Welcome to the forum, not the best club to be in but at least there is this forum to escape to and we all understand the trials and tribulations of diabetic life!!

I also doubt(but obvs can't confirm!) that you are pregnant, as Newbs has said, it would likely show up, did you use a first morning sample? And also from the sounds of your diagnosis it sounded stressful to say the least, you probably had and still have a lot of anxiety and unanswered stresses. With that said, your cortisone levels could be raised which would make it harder(not impossible) to get pregnant but I understand your frustration completely of just wanting to know either way!

Don't forget that when you do want a baby that blood control needs to be as close to perfect, regular testing, regular injections etc and to try to take a prescribed dose(from gp unfortunately) of Folic Acid, I won't go into scaring you of the reasons why but if you want to plan this then you want to give your baby the best shot of perfect health! 

If you are newly diagnosed and on the older novomix regime, it would not be the best for the pregnancy as it gives you less control and a mix of up&down readings is not good for baby.

I have a fab relationship with my DSN and consultants too! I hardly give my surgery any time (apart from needing my prescriptions!!)
My DSN actually gave me a new copy of the Ragar Hanas book, like you say it is a bit pricey, but it is extremely useful. I would deffo push for one, say that you know of other diabetics that have been given one(which won't be a lie as I have said that I have one!) or they maybe able to loan you one for a few weeks while you try to research and get to grips with your illness, which is pivotal in self management!!

Good luck, test again in a few days and pop on here to ask anything else or your welcome to PM me if preferred.


----------



## Monkey (May 29, 2012)

I'd go with what everyone else says - unlikely, but I'd keep testing every couple of days until your period shows up. Purely because if you ARE pregnant (especially being newly diagnosed) you need some very specialist care, quickly. I'd mention it next time you see a DSN / consultant tho.

**Material shown**

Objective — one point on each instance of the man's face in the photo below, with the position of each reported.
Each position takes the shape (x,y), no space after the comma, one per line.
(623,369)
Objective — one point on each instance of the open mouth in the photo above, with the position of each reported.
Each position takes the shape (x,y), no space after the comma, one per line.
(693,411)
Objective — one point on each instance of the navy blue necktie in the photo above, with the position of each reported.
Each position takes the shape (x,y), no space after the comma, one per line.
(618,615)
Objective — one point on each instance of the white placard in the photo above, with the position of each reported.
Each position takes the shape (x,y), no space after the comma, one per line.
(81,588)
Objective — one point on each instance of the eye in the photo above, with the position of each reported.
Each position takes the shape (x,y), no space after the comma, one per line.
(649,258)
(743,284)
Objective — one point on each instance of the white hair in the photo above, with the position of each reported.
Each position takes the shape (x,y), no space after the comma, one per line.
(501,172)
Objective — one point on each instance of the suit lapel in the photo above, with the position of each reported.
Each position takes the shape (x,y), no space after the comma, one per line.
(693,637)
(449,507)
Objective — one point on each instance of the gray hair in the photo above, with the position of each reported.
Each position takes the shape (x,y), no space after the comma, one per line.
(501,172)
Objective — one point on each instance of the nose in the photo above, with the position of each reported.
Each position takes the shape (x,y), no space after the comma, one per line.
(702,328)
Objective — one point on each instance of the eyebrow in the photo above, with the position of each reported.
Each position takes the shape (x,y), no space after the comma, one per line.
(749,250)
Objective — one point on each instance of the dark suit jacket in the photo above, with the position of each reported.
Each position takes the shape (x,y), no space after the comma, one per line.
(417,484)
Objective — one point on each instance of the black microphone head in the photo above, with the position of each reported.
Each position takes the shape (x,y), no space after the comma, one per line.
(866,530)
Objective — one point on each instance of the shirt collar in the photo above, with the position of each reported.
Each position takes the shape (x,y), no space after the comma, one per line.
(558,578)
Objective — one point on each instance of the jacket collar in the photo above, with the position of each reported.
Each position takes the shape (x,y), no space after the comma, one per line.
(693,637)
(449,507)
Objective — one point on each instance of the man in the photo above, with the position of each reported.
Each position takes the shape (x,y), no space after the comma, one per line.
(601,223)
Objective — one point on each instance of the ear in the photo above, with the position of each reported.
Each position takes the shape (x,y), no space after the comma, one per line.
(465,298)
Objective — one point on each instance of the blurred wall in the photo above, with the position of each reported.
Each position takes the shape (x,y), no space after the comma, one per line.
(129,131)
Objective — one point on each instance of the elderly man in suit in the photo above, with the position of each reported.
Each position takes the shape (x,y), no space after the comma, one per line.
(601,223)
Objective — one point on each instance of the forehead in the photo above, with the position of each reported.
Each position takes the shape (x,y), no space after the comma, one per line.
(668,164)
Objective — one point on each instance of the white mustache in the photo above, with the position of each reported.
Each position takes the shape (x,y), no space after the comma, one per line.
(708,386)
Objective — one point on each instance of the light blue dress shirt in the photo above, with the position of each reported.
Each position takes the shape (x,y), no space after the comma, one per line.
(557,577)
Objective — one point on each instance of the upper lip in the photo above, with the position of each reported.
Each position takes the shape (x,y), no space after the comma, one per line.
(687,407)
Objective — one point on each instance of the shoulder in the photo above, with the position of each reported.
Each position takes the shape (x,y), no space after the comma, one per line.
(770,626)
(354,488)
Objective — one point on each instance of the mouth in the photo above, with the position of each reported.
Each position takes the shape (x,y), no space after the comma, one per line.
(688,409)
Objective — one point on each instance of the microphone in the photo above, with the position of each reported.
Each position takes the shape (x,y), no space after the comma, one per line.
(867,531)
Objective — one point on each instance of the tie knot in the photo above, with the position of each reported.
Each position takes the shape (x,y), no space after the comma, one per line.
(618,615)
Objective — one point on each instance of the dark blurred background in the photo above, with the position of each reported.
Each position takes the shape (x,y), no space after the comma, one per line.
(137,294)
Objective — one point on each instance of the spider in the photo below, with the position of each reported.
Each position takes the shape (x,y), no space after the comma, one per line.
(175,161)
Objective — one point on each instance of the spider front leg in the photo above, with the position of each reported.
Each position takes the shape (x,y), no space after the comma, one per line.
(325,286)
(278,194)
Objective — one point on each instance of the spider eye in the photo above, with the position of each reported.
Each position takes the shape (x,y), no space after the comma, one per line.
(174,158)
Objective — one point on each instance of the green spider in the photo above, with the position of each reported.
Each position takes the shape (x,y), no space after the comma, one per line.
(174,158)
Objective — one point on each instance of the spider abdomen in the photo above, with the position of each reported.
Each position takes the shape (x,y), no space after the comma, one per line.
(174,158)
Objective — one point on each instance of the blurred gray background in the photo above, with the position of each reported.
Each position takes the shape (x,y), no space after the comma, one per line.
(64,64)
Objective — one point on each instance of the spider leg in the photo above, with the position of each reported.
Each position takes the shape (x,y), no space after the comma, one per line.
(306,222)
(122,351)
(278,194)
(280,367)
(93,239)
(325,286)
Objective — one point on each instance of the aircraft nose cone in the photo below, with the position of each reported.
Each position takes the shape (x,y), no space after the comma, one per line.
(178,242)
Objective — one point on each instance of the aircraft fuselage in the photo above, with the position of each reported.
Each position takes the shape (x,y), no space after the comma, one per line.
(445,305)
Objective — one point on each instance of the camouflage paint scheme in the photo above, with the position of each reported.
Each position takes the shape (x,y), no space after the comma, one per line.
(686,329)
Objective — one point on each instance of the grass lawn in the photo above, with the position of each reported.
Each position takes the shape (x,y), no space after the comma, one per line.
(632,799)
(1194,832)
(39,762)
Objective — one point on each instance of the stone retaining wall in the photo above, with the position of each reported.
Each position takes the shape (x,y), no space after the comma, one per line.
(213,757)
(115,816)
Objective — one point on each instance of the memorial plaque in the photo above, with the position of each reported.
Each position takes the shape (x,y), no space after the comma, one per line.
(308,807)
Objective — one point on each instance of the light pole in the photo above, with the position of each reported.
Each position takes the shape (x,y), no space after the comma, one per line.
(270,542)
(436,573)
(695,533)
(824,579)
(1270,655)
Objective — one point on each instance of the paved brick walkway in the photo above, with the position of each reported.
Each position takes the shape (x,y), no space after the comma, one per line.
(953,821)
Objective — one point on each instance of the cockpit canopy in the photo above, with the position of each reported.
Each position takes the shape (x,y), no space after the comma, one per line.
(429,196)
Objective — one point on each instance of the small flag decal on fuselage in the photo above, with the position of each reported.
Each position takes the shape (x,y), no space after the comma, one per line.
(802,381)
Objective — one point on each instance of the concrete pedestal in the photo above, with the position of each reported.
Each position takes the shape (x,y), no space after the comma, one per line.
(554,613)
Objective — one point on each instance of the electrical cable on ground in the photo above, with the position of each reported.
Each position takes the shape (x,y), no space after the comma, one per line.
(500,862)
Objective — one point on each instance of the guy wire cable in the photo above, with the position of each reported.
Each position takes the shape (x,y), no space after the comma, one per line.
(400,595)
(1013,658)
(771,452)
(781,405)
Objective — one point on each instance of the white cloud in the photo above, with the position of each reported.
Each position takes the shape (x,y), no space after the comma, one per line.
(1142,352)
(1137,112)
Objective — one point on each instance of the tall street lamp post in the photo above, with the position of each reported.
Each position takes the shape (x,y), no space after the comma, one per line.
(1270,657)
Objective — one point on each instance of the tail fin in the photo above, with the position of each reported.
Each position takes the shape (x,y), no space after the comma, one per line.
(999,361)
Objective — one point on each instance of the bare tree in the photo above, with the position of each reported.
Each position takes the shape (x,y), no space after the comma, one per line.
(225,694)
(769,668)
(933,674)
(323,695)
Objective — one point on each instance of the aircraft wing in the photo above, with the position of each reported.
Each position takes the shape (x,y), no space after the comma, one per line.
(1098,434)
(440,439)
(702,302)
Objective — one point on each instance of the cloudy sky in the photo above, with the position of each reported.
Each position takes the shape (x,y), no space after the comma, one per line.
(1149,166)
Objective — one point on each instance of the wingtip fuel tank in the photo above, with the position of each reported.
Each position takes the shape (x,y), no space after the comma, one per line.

**Exercise instructions**
- a) In the forum thread, why would the older novomix regime not be the best choice during pregnancy?
- b) Transcribe the forum thread from "Welcome to the" to "know either way!".

**Outputs in order**
- a) It gives less control, and a mix of up-and-down readings is not good for the baby.

- b)
Welcome to the forum, not the best club to be in but at least there is this forum to escape to and we all understand the trials and tribulations of diabetic life!!

I also doubt(but obvs can't confirm!) that you are pregnant, as Newbs has said, it would likely show up, did you use a first morning sample? And also from the sounds of your diagnosis it sounded stressful to say the least, you probably had and still have a lot of anxiety and unanswered stresses. With that said, your cortisone levels could be raised which would make it harder(not impossible) to get pregnant but I understand your frustration completely of just wanting to know either way!